» **STATED EXERCISE**: Rewrite every one of the rows below, putting "occurrence" wherever "instance" appears and leaving the rest untouched.
[BEGIN DATA ENTRIES]
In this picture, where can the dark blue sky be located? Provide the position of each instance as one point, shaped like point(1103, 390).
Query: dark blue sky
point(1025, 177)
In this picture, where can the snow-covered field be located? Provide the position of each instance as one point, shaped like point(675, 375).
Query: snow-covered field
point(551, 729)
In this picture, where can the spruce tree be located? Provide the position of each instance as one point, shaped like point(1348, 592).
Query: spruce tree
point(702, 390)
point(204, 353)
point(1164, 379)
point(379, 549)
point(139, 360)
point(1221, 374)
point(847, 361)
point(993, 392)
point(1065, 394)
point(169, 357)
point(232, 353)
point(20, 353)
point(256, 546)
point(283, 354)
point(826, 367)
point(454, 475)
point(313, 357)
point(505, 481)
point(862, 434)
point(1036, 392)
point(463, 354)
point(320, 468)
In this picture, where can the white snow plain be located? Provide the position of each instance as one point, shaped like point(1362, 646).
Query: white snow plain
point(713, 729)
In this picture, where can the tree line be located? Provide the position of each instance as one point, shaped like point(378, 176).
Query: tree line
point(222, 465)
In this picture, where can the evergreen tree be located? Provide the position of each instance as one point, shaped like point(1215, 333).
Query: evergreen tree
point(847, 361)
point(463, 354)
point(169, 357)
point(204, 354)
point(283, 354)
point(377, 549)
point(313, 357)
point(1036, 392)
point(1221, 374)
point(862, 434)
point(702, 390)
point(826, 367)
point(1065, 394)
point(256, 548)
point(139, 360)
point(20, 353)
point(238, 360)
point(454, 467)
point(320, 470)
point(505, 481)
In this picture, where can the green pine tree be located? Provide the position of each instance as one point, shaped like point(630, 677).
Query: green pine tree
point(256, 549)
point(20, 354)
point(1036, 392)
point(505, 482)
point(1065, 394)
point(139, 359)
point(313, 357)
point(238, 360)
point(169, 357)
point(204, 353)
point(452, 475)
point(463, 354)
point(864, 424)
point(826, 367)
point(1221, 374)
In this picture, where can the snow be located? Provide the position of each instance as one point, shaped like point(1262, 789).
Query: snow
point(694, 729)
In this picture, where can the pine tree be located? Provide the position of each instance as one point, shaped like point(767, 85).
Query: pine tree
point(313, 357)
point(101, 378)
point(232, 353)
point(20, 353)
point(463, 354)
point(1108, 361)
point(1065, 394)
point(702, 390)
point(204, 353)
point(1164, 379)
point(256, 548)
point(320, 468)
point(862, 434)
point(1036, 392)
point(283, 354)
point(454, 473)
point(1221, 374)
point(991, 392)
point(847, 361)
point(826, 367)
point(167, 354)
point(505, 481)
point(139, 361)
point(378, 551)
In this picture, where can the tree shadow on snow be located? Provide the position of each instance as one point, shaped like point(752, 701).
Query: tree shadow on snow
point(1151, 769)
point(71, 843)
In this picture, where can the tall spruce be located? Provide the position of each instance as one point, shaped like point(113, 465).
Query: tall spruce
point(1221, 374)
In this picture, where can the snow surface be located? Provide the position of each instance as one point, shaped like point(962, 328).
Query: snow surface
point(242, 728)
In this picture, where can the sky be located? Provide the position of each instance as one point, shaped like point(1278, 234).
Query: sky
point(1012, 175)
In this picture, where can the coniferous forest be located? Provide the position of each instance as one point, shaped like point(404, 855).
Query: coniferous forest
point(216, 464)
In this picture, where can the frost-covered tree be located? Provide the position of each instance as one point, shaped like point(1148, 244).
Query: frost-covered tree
[END DATA ENTRIES]
» **EXPECTED ANSWER**:
In this picture, where can the dark blue sky be located? Provide the position of each occurrence as one point, shaped like point(1103, 390).
Query: dark blue sky
point(1025, 177)
In this picture, where can the snow-covered field be located? Provide the position of each occurrence as one point, shaped like point(675, 375).
Query: snow-covered field
point(551, 729)
In this picture, where can the spruce tree be located? Provide the position of each occurrence as one point, shaped like point(1348, 592).
Query: spruce tree
point(702, 390)
point(204, 353)
point(1164, 379)
point(379, 549)
point(139, 360)
point(1221, 374)
point(847, 361)
point(993, 392)
point(1065, 394)
point(169, 357)
point(232, 353)
point(20, 353)
point(256, 546)
point(283, 354)
point(826, 367)
point(454, 475)
point(313, 357)
point(505, 481)
point(862, 434)
point(1036, 392)
point(463, 354)
point(320, 468)
In this picture, where can the white snow plain be located? Provide the position of each occurrence as one point, shaped like point(1362, 646).
Query: white snow plain
point(713, 729)
In this picture, where can the tree line be located? Provide the position of each occurrence as one point, shaped like point(378, 176).
Query: tree line
point(222, 465)
In this picture, where can the evergreen tree be located? Provide the position of each occurrence as one point, shaped like point(1215, 333).
Query: evergreen tree
point(847, 361)
point(463, 354)
point(169, 357)
point(204, 354)
point(283, 354)
point(377, 549)
point(313, 357)
point(1036, 392)
point(1221, 374)
point(862, 434)
point(702, 390)
point(826, 367)
point(1065, 394)
point(256, 548)
point(139, 360)
point(20, 353)
point(238, 360)
point(454, 467)
point(320, 470)
point(505, 481)
In this picture, where can the green pine tree be located? Provide the position of each occurrence as one point, shaped like point(630, 677).
Query: green pine tree
point(256, 549)
point(20, 354)
point(1036, 392)
point(505, 482)
point(1065, 394)
point(139, 359)
point(313, 357)
point(238, 360)
point(169, 357)
point(204, 353)
point(452, 475)
point(463, 354)
point(864, 424)
point(826, 367)
point(1221, 374)
In this picture, where can the snow be located? Provide the position of each occurrence as one point, shaped like point(1262, 789).
Query: snow
point(694, 729)
In this picture, where can the pine tree be located? Provide the position of each occurrence as one point, shaped like point(767, 85).
Query: pine tree
point(313, 357)
point(101, 378)
point(232, 353)
point(20, 353)
point(463, 354)
point(1108, 361)
point(1065, 394)
point(702, 390)
point(204, 353)
point(1164, 379)
point(256, 548)
point(320, 468)
point(862, 434)
point(1036, 392)
point(283, 354)
point(454, 473)
point(1221, 374)
point(991, 392)
point(847, 361)
point(826, 367)
point(167, 354)
point(505, 481)
point(139, 361)
point(378, 551)
In this picture, where can the tree shadow on snow be located? Provide the position of each occurrence as one point, shaped like point(752, 701).
Query: tree shadow on snow
point(1151, 769)
point(71, 843)
In this picture, where can the tall spruce be located? Provide the position of each occurrence as one point, shaped like point(113, 465).
Query: tall spruce
point(1221, 374)
In this picture, where can the snow surface be located? Provide the position of each occurrence as one point, shaped like point(962, 328).
Query: snow surface
point(242, 728)
In this picture, where can the sky be located? Provide the position of each occurrence as one point, shaped like point(1278, 234).
Query: sky
point(1012, 175)
In this picture, where can the coniferous forest be located? Provide the position of each occurrence as one point, shaped like point(404, 855).
Query: coniferous forest
point(216, 464)
In this picture, where can the frost-covered tree be located? Provide the position of each occurrence as one point, shaped like point(1148, 244).
Query: frost-covered tree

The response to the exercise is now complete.